*Task list*
[1] In the article about Elon Musk and Twitter, what percentage stake in Twitter did Musk's share purchase amount to?
[2] Write the next part of the article about Elon Musk and Twitter, picking up after its final sentence.
>> Begin Document segment
Elon Musk offers suggestions for Twitter Blue including the option to pay in dogecoin

The prolific Twitter user knows from experience what might be the best for the social media platform.
Loukia Papadopoulos
Elon Musk and Twitter logo.1, 2

It was just six days ago that Elon Musk was reported to buy 73,486,938 Twitter shares on March 14, amounting to a 9.2 percent stake in Twitter. The stake made Elon Musk one of Twitter's largest shareholders as he now owns more than four times Twitter founder Jack Dorsey's holding of 2.25 percent.

Five days ago, it was reported that Musk officially became part of Twitter's board of directors. Since then, he has begun offering a slew of suggestions for changes to be made to the social media platform, according to a series of Tweets published on Sunday.
>> End Document segment
>> Begin Stored rows
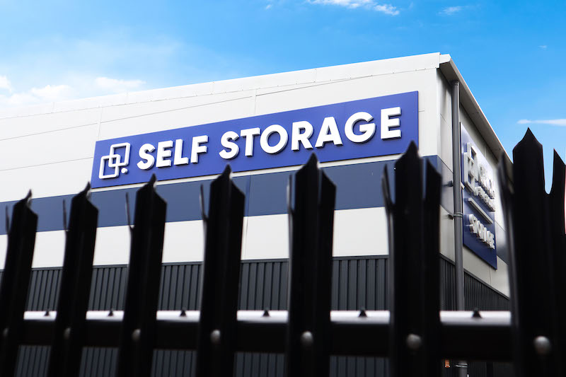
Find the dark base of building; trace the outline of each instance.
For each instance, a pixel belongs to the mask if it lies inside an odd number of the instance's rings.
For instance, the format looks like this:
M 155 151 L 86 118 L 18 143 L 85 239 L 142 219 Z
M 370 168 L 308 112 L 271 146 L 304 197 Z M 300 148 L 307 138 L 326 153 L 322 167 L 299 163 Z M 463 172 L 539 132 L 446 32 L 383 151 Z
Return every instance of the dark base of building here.
M 454 266 L 441 257 L 441 308 L 455 309 Z M 333 310 L 387 309 L 386 282 L 387 256 L 336 257 L 333 266 Z M 284 310 L 287 300 L 287 260 L 242 262 L 240 309 Z M 56 307 L 60 268 L 36 269 L 32 273 L 28 297 L 28 311 L 53 310 Z M 95 267 L 89 310 L 122 310 L 126 286 L 127 266 Z M 160 310 L 197 310 L 201 263 L 168 263 L 163 266 L 158 307 Z M 473 276 L 466 274 L 466 310 L 509 310 L 509 299 Z M 49 347 L 21 347 L 18 376 L 42 376 L 47 372 Z M 83 352 L 81 376 L 114 374 L 115 349 L 86 348 Z M 194 376 L 195 356 L 192 351 L 157 350 L 154 354 L 153 376 Z M 441 362 L 439 361 L 439 362 Z M 444 361 L 442 361 L 444 364 Z M 456 376 L 451 363 L 444 375 Z M 275 377 L 284 376 L 284 356 L 238 354 L 235 376 Z M 510 364 L 472 362 L 470 377 L 513 376 Z M 386 359 L 333 356 L 330 376 L 369 377 L 388 376 Z

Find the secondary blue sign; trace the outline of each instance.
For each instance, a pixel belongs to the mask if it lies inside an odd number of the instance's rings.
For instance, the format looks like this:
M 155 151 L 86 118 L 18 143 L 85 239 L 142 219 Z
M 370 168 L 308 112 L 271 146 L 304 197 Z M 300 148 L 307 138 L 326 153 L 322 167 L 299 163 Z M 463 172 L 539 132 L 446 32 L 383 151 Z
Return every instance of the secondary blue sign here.
M 461 129 L 463 243 L 497 268 L 493 170 L 463 127 Z
M 418 92 L 96 142 L 91 183 L 103 187 L 386 156 L 418 145 Z

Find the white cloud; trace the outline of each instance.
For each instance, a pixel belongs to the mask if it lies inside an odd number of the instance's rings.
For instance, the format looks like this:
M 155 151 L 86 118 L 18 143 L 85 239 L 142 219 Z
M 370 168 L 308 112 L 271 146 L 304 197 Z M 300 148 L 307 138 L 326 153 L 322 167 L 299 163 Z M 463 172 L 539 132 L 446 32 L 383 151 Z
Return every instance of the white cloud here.
M 25 91 L 15 91 L 6 78 L 0 76 L 0 88 L 8 89 L 10 92 L 8 95 L 0 94 L 0 109 L 125 93 L 140 90 L 146 83 L 142 80 L 122 80 L 103 76 L 94 79 L 80 75 L 74 76 L 72 82 L 72 87 L 67 84 L 49 84 Z
M 374 7 L 374 9 L 378 12 L 384 13 L 385 14 L 388 14 L 390 16 L 397 16 L 399 14 L 399 11 L 391 4 L 376 4 Z
M 111 93 L 124 93 L 139 89 L 146 83 L 142 80 L 121 80 L 108 77 L 97 77 L 94 83 L 98 88 Z
M 391 4 L 380 4 L 374 0 L 308 0 L 313 4 L 335 5 L 355 9 L 366 8 L 390 16 L 397 16 L 399 10 Z
M 10 80 L 5 76 L 0 76 L 0 89 L 6 89 L 10 93 L 13 90 Z
M 463 6 L 449 6 L 447 8 L 444 8 L 440 11 L 440 14 L 444 14 L 446 16 L 452 16 L 453 14 L 460 12 L 463 11 L 464 8 Z
M 0 108 L 25 106 L 72 98 L 76 91 L 68 85 L 46 85 L 10 95 L 0 95 Z
M 542 119 L 531 120 L 529 119 L 521 119 L 517 122 L 519 124 L 551 124 L 553 126 L 566 126 L 566 119 Z

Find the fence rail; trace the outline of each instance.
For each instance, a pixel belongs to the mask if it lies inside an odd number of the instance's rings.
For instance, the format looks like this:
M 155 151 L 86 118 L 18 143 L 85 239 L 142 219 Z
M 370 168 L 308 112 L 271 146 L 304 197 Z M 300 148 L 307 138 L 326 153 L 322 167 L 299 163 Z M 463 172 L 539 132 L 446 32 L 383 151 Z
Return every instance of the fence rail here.
M 440 311 L 440 178 L 430 165 L 423 174 L 414 144 L 395 163 L 394 192 L 386 171 L 383 181 L 391 311 L 330 311 L 336 187 L 314 156 L 288 188 L 288 311 L 237 310 L 244 197 L 227 168 L 208 208 L 202 199 L 200 311 L 157 311 L 166 203 L 152 178 L 136 197 L 125 310 L 86 311 L 98 216 L 87 187 L 71 203 L 57 311 L 24 312 L 37 221 L 30 195 L 14 206 L 8 231 L 0 374 L 13 375 L 19 345 L 51 345 L 50 376 L 78 375 L 86 347 L 117 347 L 119 376 L 149 376 L 156 349 L 195 349 L 198 376 L 231 377 L 238 352 L 285 353 L 294 376 L 328 376 L 330 355 L 388 356 L 395 376 L 437 376 L 441 359 L 512 361 L 520 376 L 563 376 L 565 166 L 555 155 L 547 195 L 530 131 L 514 158 L 512 169 L 499 170 L 512 289 L 504 312 Z

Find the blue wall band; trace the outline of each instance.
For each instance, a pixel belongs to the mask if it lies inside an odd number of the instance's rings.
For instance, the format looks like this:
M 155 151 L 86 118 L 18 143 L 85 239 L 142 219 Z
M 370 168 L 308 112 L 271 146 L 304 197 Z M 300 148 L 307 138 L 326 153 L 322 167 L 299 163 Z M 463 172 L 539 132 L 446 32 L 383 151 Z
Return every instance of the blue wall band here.
M 451 180 L 451 173 L 437 156 L 424 158 L 442 175 L 443 182 Z M 390 177 L 393 176 L 395 160 L 370 162 L 340 166 L 329 166 L 323 170 L 337 186 L 336 209 L 354 209 L 383 207 L 381 193 L 381 175 L 386 167 Z M 246 194 L 246 216 L 281 214 L 287 212 L 287 186 L 289 175 L 294 171 L 256 174 L 235 177 L 236 185 Z M 157 185 L 157 192 L 167 202 L 168 222 L 200 220 L 199 195 L 200 185 L 204 188 L 205 202 L 208 202 L 208 187 L 212 180 L 171 183 Z M 393 180 L 391 183 L 393 184 Z M 451 211 L 451 190 L 444 185 L 441 204 Z M 131 218 L 134 219 L 136 191 L 138 189 L 122 188 L 92 193 L 93 203 L 98 208 L 98 226 L 127 225 L 125 197 L 128 192 Z M 394 191 L 392 193 L 394 195 Z M 39 215 L 38 231 L 63 229 L 63 201 L 69 210 L 73 195 L 61 195 L 33 199 L 31 208 Z M 4 213 L 16 201 L 0 203 Z M 6 234 L 5 216 L 0 216 L 0 234 Z

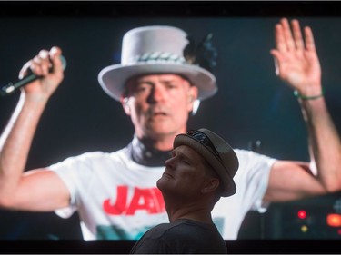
>> End Stored rows
*Answers to the exercise*
[1] 9.2 percent

[2]
Tweeting about changes

More specifically, he is seeking to make changes to Twitter Blue, the social media giant’s first subscription service. Naturally, he shared his ideas for those changes on Twitter. 

“Everyone who signs up for Twitter Blue (ie pays $3/month) should get an authentication checkmark,” he tweeted. “Price should probably be ~$2/month, but paid 12 months up front & account doesn’t get checkmark for 60 days (watch for CC chargebacks) & suspended with no refund if used for scam/spam,” he added.

“And no ads. The power of corporations to dictate policy is greatly enhanced if Twitter depends on advertising money to survive,” he explained. Next, he tackled the matter of pricing stating it“should be proportionate to affordability & in local currency.”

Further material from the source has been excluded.